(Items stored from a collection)

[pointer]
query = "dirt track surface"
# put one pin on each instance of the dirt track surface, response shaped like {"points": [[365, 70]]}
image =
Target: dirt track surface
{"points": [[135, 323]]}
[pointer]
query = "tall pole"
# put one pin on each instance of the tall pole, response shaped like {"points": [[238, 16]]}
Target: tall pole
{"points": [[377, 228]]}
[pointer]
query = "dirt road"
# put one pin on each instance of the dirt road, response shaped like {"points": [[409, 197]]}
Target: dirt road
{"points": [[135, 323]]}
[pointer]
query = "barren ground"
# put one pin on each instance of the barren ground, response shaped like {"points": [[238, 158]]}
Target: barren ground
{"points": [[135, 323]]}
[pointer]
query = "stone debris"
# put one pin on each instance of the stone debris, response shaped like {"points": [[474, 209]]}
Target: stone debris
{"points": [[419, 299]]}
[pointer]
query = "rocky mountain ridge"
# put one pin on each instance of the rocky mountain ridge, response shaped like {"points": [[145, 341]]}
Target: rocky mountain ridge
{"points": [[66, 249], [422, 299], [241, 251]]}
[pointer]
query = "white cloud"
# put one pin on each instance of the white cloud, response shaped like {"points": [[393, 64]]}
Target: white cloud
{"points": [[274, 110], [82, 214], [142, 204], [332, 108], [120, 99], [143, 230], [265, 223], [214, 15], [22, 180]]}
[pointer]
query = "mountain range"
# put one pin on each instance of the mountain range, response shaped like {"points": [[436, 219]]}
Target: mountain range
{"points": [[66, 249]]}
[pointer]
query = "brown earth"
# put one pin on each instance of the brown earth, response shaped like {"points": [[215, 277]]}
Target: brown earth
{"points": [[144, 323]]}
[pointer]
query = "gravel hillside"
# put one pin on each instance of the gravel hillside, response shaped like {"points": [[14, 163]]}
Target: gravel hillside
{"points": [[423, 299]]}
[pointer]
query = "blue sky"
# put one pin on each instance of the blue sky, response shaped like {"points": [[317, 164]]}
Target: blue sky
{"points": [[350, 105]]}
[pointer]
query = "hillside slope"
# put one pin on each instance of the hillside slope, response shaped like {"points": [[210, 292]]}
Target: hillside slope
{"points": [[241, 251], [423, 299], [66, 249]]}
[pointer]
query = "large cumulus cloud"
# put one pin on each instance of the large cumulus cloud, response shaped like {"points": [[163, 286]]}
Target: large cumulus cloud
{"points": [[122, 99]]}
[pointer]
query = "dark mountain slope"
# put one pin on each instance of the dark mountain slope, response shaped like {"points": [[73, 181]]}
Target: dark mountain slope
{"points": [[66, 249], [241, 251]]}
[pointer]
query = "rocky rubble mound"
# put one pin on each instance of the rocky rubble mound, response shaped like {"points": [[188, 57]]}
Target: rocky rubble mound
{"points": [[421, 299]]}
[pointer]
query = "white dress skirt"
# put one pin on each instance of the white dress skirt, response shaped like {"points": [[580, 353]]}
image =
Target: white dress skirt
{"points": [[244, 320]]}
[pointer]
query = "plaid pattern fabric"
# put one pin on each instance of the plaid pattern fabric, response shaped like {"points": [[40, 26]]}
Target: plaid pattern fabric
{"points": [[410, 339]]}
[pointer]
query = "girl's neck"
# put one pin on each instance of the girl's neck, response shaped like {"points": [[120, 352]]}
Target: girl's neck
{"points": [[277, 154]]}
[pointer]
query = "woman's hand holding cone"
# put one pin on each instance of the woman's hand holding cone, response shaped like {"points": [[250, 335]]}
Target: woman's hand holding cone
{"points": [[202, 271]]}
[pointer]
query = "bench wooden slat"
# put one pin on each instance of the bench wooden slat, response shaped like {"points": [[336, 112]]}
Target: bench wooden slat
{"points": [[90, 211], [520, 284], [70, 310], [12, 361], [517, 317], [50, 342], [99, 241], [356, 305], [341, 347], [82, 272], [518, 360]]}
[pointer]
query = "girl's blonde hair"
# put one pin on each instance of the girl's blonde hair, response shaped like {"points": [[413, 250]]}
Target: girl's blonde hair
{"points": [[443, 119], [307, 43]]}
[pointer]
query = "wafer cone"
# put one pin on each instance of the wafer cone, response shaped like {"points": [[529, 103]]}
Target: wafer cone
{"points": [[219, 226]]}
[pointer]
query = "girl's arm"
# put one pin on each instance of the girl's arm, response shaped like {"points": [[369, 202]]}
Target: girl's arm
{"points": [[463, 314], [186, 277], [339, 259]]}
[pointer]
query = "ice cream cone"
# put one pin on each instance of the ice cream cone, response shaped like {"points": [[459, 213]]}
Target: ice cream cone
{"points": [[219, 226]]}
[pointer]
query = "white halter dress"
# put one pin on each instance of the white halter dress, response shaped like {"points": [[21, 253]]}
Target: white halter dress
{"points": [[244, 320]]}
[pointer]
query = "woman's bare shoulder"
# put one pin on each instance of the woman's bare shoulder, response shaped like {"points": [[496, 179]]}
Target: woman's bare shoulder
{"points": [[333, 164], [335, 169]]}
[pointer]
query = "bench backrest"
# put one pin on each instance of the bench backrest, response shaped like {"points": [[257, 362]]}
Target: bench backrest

*Work required*
Show every line of the listing above that contains the string "surface", matching case exactly.

*Answer to this task*
query = "dirt track surface"
# put one pin on each instance of the dirt track surface, response shaped like {"points": [[365, 70]]}
Target: dirt track surface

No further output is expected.